━━━━━ Raw records

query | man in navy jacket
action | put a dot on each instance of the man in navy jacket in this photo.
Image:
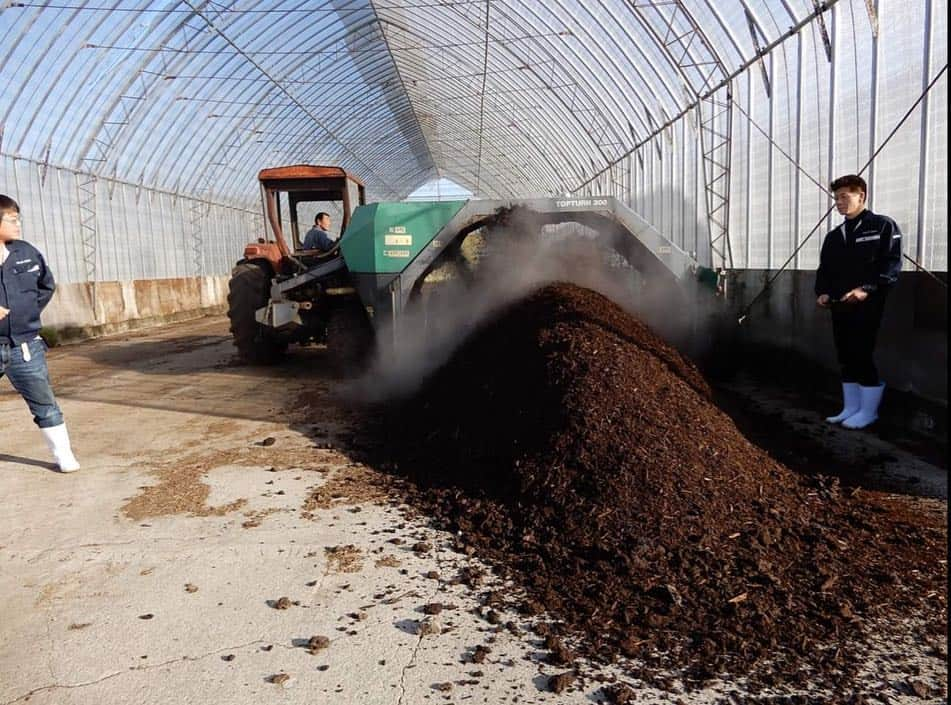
(859, 262)
(26, 286)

━━━━━━━━━━

→ To do:
Copy the rows above word for word, leaving the pictures out of your answer.

→ Output for this task:
query | man in navy jacket
action | put a dot on each instance of the man in navy jacket in this photo.
Image:
(859, 262)
(26, 286)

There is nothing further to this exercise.